* _ACTION ITEM_: Output exactly the lines from the one with "Target: clock tower cupola" through the last line of the data below, both included, and nothing more.
_ _ _ _
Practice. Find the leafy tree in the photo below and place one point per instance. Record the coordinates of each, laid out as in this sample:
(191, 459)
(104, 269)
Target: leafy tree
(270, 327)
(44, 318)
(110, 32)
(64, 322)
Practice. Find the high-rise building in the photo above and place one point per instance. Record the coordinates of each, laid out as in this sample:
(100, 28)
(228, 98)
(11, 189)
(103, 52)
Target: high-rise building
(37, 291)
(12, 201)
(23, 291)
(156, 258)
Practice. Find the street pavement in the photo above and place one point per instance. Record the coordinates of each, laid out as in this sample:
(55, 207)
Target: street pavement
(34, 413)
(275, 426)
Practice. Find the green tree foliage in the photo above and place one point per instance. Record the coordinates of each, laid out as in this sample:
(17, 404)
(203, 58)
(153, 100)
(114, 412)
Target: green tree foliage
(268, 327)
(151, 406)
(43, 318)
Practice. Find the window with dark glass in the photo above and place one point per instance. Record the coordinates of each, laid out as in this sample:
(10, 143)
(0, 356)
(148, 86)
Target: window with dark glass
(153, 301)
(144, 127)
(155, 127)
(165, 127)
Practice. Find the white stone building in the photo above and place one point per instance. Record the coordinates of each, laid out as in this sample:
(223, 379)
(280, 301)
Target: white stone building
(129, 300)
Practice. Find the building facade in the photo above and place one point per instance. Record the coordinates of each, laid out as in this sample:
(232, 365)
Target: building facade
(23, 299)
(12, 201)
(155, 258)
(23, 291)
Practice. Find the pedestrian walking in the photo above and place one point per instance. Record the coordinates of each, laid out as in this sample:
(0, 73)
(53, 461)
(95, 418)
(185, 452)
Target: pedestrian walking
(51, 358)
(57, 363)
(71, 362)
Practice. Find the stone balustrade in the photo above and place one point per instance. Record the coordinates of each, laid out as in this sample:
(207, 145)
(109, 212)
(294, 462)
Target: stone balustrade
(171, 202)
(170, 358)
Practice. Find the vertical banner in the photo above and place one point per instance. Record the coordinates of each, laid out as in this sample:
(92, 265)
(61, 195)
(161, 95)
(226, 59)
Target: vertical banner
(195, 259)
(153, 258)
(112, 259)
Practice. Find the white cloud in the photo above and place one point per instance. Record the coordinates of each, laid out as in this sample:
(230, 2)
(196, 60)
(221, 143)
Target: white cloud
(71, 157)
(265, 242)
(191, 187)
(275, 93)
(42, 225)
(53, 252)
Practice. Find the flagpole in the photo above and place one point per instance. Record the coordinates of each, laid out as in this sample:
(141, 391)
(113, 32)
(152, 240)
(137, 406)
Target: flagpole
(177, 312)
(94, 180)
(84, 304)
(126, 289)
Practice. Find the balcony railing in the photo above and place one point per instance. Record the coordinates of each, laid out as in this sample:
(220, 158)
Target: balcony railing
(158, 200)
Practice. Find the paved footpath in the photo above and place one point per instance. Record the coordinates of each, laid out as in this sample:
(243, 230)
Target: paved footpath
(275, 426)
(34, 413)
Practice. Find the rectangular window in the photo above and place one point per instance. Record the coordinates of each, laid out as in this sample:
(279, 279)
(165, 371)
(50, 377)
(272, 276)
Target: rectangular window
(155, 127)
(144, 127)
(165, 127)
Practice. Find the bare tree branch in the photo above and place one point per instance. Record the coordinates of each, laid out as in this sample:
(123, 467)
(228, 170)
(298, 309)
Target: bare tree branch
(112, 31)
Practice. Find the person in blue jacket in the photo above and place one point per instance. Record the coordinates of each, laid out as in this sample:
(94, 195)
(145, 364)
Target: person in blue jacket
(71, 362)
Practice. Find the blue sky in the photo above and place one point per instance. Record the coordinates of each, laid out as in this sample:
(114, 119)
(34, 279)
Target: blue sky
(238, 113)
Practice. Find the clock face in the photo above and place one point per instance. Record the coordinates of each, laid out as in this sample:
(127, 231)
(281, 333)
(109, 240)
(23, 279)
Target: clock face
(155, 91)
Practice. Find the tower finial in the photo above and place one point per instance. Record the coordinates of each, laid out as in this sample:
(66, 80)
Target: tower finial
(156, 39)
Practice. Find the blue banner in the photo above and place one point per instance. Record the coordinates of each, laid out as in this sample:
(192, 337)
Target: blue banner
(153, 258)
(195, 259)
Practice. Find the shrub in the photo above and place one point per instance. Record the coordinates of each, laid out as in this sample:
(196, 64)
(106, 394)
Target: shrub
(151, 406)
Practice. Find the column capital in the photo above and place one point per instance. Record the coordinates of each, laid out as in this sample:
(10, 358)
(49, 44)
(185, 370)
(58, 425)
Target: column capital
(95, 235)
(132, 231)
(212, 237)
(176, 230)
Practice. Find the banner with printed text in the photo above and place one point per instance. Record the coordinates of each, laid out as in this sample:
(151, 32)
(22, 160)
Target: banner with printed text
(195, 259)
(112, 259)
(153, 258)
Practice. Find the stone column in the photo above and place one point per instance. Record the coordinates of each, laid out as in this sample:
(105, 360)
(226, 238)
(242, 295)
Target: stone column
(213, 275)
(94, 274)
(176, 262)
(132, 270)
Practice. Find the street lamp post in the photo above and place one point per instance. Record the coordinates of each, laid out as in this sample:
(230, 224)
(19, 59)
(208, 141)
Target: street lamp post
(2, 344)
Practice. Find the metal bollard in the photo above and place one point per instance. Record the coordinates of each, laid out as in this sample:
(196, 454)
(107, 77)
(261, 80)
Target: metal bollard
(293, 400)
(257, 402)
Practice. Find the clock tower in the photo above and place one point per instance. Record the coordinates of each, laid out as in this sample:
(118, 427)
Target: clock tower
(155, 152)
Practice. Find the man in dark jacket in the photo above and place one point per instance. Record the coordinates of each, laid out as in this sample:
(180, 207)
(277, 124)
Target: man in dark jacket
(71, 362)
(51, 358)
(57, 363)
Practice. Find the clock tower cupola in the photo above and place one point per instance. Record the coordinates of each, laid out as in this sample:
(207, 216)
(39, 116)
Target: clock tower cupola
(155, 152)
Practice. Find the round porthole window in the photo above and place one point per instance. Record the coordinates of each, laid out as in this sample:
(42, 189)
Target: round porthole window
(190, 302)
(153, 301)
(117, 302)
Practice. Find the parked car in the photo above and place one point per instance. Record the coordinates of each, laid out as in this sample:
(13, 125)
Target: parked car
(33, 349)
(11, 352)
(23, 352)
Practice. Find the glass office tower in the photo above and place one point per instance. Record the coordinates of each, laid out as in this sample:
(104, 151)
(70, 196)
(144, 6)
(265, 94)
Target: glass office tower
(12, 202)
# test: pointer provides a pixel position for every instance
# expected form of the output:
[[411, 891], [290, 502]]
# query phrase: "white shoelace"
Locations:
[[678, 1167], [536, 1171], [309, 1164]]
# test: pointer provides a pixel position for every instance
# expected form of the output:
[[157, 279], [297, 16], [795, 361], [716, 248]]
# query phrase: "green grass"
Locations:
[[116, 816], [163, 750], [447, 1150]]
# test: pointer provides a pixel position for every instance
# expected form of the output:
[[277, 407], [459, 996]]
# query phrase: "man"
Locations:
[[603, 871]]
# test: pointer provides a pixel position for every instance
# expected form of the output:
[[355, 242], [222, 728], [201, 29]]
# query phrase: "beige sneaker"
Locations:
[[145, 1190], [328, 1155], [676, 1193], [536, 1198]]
_ _ _ _
* _SOLUTION TO THE PROBLEM_:
Target: clock tower cupola
(155, 152)
Practice. Find the round porthole window in the photo above and place one point per instance. Record the coordinates of each, laid out as in this sample:
(42, 189)
Target: round porthole window
(190, 302)
(153, 301)
(117, 302)
Practice. Find the parked car in the photo above and place one point per instance. Record the coordinates of each, laid out as in this sample:
(13, 125)
Target: parked car
(33, 349)
(11, 352)
(23, 352)
Practice. Find the glass office tower in the photo above and place one point per instance. Record the coordinates of each, laid out as in this sample:
(104, 151)
(70, 196)
(144, 6)
(265, 94)
Target: glass office tower
(12, 202)
# test: pointer provides a pixel position for every instance
# expected form of the output:
[[411, 891], [290, 502]]
# query phrase: "white shoelace"
Locations:
[[678, 1167], [536, 1171], [309, 1164]]
# test: pointer provides a pixel position for every instance
# expected form of the output:
[[157, 279], [297, 16], [795, 361], [716, 248]]
# query phrase: "green grass"
Locations:
[[116, 816], [163, 750], [447, 1150]]
# test: pointer provides a pixel position for every instance
# expected form of the output:
[[277, 407], [459, 996]]
# query phrase: "man"
Locations:
[[603, 871]]
# test: pointer provides a pixel position for every instance
# expected form of the output:
[[355, 242], [222, 728], [201, 29]]
# query phrase: "beige sneaker"
Locations:
[[145, 1190], [328, 1155], [676, 1193], [536, 1198]]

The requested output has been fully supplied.